### WORK REQUEST
For this exercise, return exactly the lines of the material below that begin at the one with "positive clicks: (579, 741)" and stop after the one with "positive clicks: (1032, 700)".

[Opening DATASET RECORDS section]

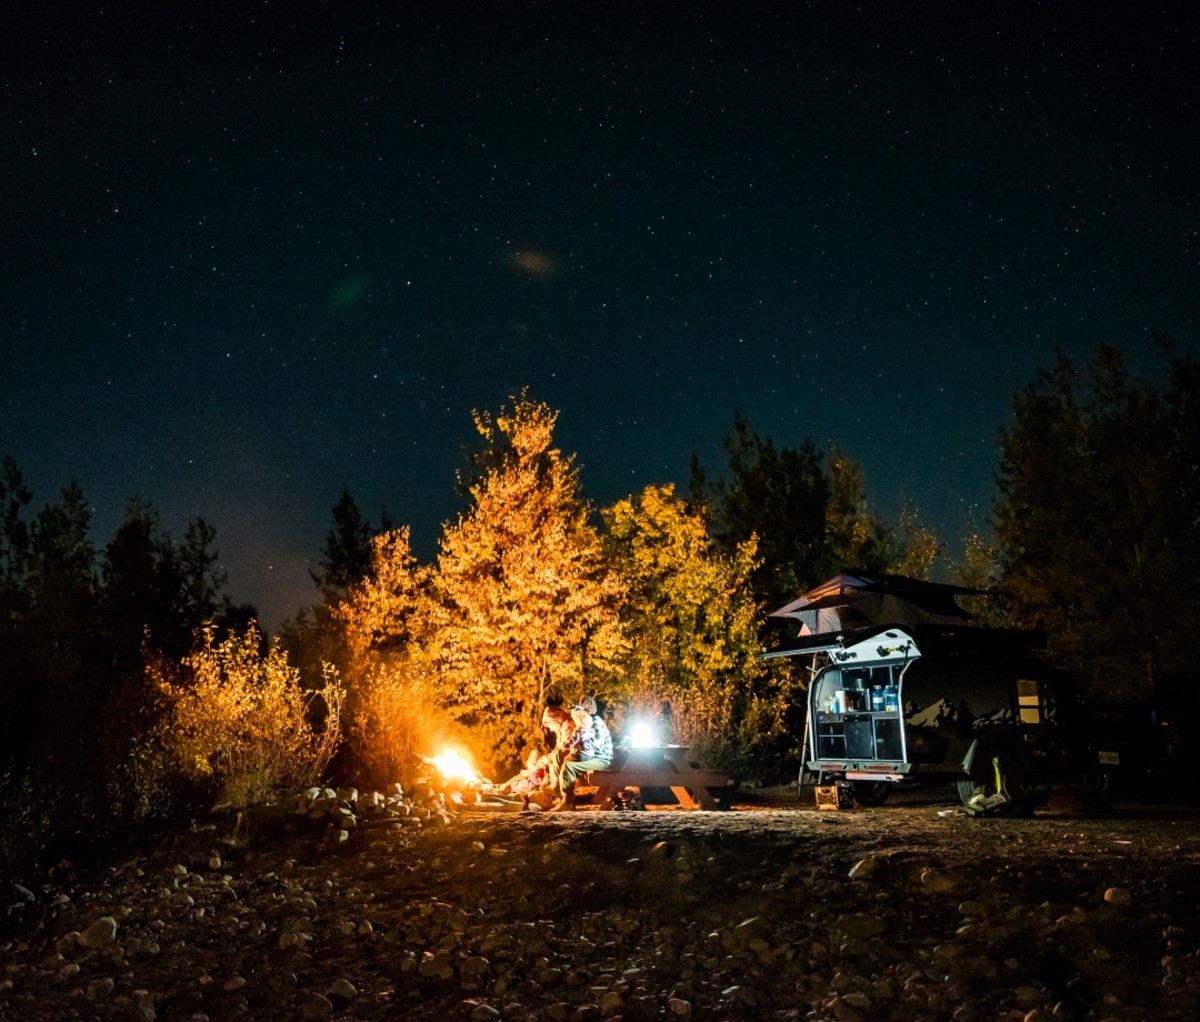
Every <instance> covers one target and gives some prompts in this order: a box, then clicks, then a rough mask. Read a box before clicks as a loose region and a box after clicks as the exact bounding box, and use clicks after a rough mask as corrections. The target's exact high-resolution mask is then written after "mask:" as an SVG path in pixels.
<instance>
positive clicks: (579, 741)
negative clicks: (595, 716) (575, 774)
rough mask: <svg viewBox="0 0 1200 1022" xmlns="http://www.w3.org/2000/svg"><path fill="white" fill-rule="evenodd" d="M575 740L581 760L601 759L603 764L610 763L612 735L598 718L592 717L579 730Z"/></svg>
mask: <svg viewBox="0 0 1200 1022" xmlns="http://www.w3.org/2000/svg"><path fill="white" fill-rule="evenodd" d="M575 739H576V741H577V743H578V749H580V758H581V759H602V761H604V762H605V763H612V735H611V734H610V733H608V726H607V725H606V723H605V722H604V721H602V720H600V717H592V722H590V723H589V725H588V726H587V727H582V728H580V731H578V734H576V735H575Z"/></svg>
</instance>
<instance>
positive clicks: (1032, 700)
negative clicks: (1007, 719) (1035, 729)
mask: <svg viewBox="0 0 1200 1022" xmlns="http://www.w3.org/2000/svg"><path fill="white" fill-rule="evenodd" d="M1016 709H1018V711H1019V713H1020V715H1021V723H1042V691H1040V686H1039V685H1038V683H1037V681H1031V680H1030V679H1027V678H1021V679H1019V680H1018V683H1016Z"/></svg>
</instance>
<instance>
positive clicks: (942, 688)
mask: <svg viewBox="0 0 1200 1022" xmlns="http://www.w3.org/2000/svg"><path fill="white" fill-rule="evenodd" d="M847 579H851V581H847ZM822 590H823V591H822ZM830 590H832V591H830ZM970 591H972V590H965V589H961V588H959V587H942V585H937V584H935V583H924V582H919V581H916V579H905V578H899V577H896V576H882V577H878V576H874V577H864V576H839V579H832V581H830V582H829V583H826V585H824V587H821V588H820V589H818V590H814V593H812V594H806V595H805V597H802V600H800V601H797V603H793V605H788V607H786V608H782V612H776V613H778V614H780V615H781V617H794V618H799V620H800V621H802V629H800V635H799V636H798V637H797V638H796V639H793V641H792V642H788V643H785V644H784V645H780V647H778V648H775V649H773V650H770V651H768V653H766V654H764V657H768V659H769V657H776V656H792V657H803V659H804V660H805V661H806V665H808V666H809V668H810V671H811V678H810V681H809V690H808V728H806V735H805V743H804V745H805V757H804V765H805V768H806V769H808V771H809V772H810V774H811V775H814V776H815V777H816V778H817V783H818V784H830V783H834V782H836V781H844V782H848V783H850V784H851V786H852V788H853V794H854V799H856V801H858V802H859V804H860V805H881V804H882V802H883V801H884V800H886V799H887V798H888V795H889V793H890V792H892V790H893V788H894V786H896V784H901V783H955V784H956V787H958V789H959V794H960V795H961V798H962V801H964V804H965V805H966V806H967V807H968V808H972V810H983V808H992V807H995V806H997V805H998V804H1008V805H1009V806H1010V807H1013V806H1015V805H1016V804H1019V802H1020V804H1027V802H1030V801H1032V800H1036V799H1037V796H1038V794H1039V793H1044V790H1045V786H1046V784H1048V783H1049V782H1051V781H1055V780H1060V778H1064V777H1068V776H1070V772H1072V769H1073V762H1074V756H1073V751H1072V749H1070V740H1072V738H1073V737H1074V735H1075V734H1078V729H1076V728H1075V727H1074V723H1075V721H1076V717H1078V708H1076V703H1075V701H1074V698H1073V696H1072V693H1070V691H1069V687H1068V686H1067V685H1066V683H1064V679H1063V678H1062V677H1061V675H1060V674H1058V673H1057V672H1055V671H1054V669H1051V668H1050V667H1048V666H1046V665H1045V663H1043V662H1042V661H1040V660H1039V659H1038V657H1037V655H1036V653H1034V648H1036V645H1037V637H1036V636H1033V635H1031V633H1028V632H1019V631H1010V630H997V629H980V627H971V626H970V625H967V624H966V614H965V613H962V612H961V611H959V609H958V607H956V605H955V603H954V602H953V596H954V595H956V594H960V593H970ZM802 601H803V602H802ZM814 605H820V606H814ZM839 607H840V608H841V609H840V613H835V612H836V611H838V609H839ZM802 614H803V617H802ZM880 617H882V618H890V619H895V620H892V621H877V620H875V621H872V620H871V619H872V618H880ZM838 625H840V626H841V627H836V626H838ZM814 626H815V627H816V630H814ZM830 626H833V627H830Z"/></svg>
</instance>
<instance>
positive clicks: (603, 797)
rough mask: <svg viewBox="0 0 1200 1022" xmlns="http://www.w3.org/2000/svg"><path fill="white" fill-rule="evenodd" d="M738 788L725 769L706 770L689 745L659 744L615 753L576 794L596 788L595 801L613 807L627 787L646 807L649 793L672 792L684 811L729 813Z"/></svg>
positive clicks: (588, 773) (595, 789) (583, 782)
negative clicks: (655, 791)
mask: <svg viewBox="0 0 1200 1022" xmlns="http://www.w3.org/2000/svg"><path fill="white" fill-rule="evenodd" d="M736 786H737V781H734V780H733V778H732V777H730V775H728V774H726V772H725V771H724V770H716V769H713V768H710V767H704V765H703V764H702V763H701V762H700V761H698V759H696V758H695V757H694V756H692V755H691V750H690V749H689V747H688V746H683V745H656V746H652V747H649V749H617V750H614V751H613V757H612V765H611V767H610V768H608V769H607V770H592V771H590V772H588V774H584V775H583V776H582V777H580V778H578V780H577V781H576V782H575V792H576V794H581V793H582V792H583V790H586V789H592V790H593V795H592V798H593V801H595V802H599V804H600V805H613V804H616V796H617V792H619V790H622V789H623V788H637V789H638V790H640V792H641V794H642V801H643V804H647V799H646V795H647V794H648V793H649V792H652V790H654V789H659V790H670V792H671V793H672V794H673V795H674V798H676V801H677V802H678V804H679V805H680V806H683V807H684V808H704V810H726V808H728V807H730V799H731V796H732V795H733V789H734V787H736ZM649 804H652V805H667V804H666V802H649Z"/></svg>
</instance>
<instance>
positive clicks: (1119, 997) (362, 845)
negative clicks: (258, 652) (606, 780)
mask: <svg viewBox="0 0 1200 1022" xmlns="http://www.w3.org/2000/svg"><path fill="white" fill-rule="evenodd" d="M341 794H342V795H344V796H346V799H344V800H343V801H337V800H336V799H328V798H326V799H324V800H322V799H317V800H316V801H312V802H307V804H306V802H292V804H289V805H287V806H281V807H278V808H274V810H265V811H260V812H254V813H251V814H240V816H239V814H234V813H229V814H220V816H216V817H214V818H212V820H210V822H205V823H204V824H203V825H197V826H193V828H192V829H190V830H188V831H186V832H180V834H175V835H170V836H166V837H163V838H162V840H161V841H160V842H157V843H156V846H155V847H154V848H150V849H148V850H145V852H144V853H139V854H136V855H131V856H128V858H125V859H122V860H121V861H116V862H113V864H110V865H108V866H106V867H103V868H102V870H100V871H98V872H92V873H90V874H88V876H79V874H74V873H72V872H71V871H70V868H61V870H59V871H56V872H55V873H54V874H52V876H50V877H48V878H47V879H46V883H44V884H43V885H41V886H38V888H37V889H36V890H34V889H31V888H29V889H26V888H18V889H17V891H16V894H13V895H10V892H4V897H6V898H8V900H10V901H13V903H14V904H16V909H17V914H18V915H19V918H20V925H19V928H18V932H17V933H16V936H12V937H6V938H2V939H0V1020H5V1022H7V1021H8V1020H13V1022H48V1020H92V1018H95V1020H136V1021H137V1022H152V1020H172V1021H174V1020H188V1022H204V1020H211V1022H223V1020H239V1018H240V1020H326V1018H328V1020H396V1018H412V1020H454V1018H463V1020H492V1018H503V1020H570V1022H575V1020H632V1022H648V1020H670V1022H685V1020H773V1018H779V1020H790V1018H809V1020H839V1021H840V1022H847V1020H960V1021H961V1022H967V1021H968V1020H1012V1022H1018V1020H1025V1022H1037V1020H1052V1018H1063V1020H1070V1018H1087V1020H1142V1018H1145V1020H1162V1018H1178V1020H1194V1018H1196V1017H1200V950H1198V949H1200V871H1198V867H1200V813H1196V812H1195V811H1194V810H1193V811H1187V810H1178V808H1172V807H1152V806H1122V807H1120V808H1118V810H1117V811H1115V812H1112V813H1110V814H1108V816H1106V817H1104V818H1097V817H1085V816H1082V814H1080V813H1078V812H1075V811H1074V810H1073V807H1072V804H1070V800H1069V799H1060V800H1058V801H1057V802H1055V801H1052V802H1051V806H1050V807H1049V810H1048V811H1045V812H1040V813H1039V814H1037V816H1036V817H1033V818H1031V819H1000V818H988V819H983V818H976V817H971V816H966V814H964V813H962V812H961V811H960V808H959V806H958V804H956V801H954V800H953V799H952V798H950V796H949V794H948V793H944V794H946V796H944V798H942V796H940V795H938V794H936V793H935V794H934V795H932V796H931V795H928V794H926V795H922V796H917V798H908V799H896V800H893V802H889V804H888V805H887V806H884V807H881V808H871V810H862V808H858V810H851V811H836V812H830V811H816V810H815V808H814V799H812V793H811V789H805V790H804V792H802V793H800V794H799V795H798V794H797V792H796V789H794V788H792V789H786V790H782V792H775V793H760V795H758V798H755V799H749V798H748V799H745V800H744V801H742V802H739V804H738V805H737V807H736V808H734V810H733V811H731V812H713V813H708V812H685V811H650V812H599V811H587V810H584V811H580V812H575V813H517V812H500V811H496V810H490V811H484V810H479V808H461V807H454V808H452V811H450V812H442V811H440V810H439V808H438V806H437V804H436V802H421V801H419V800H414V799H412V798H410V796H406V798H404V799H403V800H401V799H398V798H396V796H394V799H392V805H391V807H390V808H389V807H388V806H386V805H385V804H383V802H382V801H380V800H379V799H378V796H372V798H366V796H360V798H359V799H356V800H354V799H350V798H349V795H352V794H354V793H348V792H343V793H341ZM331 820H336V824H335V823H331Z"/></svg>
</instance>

[Closing DATASET RECORDS section]

### EXERCISE OUTPUT
positive clicks: (579, 741)
negative clicks: (595, 716) (575, 774)
rough mask: <svg viewBox="0 0 1200 1022" xmlns="http://www.w3.org/2000/svg"><path fill="white" fill-rule="evenodd" d="M575 740L581 760L601 759L603 764L610 763L612 735L598 718L592 717L579 730Z"/></svg>
mask: <svg viewBox="0 0 1200 1022" xmlns="http://www.w3.org/2000/svg"><path fill="white" fill-rule="evenodd" d="M575 739H576V741H577V743H578V749H580V758H581V759H602V761H604V762H605V763H612V735H611V734H610V733H608V726H607V725H606V723H605V722H604V721H602V720H600V717H592V722H590V723H589V725H588V726H587V727H582V728H580V731H578V734H576V735H575Z"/></svg>
</instance>
<instance>
positive clicks: (1032, 700)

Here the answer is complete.